Start of AVAILABLE DATA

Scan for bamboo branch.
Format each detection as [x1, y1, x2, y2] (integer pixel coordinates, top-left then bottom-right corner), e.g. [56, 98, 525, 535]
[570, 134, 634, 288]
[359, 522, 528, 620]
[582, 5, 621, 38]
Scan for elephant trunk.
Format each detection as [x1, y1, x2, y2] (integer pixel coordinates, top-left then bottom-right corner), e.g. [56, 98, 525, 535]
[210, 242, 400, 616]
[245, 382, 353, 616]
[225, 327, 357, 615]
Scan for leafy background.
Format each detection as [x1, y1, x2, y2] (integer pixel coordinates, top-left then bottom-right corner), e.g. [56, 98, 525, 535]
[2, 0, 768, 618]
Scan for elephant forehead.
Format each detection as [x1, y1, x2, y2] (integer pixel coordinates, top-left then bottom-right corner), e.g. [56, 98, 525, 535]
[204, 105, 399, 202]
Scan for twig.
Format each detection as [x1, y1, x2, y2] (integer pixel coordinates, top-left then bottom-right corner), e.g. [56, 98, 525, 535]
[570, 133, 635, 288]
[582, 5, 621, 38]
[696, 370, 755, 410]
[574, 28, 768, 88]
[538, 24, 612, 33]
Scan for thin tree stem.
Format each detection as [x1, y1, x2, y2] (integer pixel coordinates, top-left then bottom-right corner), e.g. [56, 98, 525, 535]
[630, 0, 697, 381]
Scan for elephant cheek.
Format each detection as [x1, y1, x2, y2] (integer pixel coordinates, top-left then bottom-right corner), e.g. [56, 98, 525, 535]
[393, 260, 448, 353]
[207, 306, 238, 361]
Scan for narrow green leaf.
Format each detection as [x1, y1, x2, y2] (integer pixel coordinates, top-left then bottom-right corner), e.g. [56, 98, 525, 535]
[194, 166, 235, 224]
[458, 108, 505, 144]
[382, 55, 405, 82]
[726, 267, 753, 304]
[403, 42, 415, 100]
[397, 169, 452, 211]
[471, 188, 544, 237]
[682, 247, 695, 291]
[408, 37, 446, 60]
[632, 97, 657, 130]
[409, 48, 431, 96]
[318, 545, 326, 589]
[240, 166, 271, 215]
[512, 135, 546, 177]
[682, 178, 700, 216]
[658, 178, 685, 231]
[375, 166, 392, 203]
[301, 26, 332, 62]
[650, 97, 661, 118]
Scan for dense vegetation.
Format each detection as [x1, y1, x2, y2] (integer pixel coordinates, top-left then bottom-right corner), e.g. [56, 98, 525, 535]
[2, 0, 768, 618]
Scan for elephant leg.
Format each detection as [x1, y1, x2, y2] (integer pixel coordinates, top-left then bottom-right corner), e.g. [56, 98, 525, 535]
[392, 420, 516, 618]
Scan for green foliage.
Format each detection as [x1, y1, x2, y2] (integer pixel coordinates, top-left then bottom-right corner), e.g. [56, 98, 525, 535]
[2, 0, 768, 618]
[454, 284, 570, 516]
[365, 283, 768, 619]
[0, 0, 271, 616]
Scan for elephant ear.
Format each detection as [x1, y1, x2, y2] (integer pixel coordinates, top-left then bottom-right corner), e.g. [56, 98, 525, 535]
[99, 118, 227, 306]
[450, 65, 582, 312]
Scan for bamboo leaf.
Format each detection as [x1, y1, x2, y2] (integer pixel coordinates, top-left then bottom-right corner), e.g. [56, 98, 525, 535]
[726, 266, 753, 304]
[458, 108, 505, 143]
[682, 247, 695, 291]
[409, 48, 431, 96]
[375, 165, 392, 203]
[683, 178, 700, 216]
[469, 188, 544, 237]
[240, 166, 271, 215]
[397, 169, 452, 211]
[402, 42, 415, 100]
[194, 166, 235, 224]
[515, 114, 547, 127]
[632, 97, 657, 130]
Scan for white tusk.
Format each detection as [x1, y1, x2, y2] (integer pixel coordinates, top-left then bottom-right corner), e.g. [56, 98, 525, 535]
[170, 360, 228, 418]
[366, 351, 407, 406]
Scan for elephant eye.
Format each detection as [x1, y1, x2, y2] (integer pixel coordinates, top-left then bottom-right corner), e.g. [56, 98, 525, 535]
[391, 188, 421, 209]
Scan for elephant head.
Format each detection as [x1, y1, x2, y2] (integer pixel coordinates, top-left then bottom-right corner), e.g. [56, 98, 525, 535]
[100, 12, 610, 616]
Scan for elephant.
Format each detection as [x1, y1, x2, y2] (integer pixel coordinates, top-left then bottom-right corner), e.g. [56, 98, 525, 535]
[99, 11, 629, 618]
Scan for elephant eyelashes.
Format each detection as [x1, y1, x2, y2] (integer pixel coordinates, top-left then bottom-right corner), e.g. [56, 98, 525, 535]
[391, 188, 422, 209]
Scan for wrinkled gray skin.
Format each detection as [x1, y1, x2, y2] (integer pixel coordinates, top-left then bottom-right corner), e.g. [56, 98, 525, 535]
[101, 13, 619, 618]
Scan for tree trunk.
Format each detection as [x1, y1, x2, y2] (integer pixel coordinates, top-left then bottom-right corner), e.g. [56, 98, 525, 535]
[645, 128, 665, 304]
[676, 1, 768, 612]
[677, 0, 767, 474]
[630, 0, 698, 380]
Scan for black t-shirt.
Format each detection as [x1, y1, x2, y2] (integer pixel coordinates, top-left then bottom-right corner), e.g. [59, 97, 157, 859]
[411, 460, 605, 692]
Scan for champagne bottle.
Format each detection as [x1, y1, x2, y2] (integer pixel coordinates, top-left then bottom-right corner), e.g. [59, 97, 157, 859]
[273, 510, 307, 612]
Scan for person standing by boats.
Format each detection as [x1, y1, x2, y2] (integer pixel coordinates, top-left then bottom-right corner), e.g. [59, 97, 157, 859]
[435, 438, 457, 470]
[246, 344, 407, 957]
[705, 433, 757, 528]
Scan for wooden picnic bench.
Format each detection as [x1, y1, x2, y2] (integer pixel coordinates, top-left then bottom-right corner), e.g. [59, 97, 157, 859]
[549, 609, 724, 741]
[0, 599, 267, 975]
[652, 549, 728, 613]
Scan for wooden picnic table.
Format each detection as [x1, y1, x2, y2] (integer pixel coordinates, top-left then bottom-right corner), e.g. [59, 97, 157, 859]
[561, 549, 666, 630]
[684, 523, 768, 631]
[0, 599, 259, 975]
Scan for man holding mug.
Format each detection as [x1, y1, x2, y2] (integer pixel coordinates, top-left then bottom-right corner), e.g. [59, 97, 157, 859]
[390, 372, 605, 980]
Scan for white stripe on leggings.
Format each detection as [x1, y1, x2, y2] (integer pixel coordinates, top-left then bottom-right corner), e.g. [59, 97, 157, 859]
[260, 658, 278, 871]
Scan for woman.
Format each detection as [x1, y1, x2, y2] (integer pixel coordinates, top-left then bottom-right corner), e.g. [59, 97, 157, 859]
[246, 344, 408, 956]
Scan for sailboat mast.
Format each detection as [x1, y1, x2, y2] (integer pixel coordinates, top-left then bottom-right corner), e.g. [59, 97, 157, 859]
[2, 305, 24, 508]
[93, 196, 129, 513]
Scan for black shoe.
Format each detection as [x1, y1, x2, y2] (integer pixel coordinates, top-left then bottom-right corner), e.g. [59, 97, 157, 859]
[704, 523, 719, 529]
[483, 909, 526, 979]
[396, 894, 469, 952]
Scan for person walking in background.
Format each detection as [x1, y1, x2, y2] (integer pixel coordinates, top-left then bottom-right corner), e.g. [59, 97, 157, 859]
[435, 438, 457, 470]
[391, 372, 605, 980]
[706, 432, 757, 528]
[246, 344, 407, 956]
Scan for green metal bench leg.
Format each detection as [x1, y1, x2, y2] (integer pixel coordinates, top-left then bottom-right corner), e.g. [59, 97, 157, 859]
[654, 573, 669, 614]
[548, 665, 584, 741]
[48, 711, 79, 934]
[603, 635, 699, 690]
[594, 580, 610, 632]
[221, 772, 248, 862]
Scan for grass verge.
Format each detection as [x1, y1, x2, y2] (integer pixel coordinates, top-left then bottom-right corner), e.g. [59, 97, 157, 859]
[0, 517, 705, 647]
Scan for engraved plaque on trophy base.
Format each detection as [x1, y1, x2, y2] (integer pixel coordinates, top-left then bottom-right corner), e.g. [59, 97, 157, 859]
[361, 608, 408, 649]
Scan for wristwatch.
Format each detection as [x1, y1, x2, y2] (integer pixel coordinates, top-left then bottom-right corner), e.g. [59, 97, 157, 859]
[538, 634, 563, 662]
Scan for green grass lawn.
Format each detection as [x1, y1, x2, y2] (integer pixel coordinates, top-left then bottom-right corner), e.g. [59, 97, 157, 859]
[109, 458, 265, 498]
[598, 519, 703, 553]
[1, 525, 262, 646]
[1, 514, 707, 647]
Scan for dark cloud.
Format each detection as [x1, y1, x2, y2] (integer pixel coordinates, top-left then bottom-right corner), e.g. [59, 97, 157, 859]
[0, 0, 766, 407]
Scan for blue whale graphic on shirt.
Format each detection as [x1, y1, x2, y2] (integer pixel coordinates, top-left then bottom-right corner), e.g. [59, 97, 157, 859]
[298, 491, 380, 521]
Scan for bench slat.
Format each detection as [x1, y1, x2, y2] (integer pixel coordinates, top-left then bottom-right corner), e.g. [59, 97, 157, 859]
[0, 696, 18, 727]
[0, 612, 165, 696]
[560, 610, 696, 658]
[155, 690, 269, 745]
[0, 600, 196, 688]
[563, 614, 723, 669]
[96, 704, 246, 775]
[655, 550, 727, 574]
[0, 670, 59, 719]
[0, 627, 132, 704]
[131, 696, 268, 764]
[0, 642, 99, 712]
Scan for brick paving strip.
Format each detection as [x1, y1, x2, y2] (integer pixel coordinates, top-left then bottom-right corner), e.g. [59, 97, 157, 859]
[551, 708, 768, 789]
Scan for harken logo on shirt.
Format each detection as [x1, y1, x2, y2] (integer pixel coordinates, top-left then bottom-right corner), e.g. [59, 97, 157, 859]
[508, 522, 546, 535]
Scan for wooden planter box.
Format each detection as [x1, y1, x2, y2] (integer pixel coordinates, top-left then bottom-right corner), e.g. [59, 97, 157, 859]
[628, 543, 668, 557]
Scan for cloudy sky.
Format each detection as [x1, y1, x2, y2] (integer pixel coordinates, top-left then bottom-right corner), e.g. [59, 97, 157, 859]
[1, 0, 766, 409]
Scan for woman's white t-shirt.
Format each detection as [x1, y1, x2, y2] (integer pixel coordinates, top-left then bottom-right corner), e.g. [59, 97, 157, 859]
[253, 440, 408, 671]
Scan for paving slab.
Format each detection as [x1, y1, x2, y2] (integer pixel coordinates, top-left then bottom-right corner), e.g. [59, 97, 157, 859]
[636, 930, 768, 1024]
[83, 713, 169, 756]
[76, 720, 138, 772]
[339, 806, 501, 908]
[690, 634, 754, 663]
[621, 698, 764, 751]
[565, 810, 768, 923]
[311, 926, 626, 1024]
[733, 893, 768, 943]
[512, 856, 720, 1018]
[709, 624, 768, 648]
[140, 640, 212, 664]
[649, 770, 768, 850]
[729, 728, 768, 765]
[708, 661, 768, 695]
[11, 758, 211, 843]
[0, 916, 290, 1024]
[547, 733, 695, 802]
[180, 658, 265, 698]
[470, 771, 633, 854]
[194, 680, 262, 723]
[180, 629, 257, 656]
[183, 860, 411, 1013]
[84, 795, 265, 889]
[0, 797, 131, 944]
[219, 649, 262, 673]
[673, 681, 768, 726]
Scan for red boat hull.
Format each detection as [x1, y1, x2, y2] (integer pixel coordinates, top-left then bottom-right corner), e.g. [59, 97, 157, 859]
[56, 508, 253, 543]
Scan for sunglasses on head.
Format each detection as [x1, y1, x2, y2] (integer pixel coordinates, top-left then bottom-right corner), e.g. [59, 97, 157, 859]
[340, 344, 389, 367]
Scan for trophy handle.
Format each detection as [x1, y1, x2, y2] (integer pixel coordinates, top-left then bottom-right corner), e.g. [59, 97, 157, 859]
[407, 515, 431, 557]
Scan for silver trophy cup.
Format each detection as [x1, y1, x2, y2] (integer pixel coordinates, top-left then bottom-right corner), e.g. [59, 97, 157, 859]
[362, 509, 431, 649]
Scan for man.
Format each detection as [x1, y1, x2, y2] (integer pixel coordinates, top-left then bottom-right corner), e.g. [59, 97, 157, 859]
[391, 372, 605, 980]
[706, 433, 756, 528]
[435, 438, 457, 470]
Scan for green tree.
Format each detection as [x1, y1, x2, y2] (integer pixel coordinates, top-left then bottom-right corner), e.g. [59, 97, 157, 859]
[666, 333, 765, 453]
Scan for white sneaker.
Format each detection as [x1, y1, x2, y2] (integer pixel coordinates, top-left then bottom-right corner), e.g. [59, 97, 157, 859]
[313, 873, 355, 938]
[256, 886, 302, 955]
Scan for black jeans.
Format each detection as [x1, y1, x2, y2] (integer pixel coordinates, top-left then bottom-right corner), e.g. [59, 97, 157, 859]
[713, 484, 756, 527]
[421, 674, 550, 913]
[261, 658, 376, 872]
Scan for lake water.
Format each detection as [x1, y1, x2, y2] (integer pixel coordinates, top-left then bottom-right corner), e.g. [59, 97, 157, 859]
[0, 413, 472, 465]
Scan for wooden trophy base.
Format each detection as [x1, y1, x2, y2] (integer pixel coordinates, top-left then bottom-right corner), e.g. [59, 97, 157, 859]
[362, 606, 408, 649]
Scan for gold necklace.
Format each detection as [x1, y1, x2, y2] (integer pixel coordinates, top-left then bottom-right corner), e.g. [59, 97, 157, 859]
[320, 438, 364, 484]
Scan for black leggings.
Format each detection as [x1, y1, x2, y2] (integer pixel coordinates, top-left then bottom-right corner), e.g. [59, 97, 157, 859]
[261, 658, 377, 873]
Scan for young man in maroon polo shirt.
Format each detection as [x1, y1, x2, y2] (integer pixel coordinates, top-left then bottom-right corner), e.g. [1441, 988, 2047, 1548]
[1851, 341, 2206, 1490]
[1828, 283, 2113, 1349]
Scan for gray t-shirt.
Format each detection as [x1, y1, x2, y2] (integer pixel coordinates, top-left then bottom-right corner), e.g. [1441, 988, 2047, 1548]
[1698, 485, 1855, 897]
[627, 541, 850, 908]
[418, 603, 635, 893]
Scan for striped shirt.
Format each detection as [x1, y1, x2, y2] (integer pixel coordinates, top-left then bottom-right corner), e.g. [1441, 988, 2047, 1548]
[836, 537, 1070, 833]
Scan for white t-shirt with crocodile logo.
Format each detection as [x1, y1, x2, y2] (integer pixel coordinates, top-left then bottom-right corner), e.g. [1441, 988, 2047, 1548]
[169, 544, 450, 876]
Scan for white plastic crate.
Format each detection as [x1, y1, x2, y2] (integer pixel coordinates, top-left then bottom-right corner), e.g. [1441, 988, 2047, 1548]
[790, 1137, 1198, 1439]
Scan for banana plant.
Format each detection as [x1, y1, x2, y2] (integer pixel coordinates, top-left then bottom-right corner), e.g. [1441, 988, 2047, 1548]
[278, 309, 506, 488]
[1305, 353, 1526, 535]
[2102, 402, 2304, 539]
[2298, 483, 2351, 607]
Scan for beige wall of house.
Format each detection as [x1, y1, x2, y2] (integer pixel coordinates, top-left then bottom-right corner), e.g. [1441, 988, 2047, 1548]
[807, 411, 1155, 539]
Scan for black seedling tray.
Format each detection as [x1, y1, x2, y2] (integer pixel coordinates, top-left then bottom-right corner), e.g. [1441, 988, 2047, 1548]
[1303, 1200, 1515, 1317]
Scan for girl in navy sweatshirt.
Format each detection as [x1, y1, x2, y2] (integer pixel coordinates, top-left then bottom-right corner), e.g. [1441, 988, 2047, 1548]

End of AVAILABLE DATA

■ **ASSIGNMENT**: Copy, without any change, the lines from the one that contains "Scan for black seedling tray." to the final line of the entries above.

■ **ANSWER**:
Scan for black seedling tray.
Format each detection as [x1, y1, x2, y2] (integer pixel coordinates, top-left then bottom-right corner), e.g. [1441, 988, 2047, 1548]
[1303, 1200, 1515, 1317]
Scan for girl in navy sweatshirt.
Format each detection as [x1, y1, x2, y2] (integer pixel coordinates, top-left then bottom-right corner), e.g. [1441, 988, 2047, 1548]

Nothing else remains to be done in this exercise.